Exercise brief: For this exercise, reproduce the records exactly as they stand and do not carry any images over.

Dataset content:
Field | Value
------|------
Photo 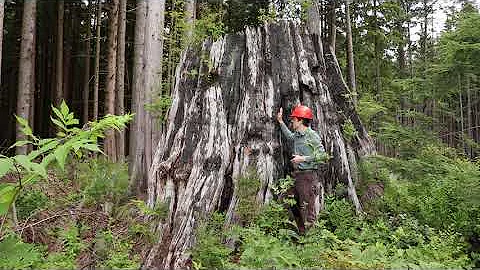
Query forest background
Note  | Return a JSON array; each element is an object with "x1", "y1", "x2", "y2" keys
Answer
[{"x1": 0, "y1": 0, "x2": 479, "y2": 269}]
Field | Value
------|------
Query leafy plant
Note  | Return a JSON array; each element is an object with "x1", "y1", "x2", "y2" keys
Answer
[
  {"x1": 0, "y1": 101, "x2": 132, "y2": 221},
  {"x1": 0, "y1": 235, "x2": 43, "y2": 269},
  {"x1": 191, "y1": 212, "x2": 232, "y2": 270},
  {"x1": 76, "y1": 158, "x2": 130, "y2": 206},
  {"x1": 15, "y1": 189, "x2": 48, "y2": 220},
  {"x1": 342, "y1": 119, "x2": 359, "y2": 142},
  {"x1": 235, "y1": 170, "x2": 261, "y2": 224}
]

Expected answer:
Field | Value
------|------
Photo 
Query forest background
Note  | Return a JSON array; each element is an object with "x1", "y1", "x2", "y2" keys
Answer
[{"x1": 0, "y1": 0, "x2": 479, "y2": 269}]
Field | Value
------|------
Query leafy plant
Note  | Return a JSON array; each element is an object with "x1", "y1", "x2", "y2" keys
Answer
[
  {"x1": 0, "y1": 101, "x2": 132, "y2": 221},
  {"x1": 0, "y1": 235, "x2": 43, "y2": 269},
  {"x1": 191, "y1": 212, "x2": 232, "y2": 270},
  {"x1": 76, "y1": 158, "x2": 130, "y2": 206},
  {"x1": 15, "y1": 189, "x2": 48, "y2": 220},
  {"x1": 342, "y1": 119, "x2": 359, "y2": 142},
  {"x1": 235, "y1": 170, "x2": 261, "y2": 224}
]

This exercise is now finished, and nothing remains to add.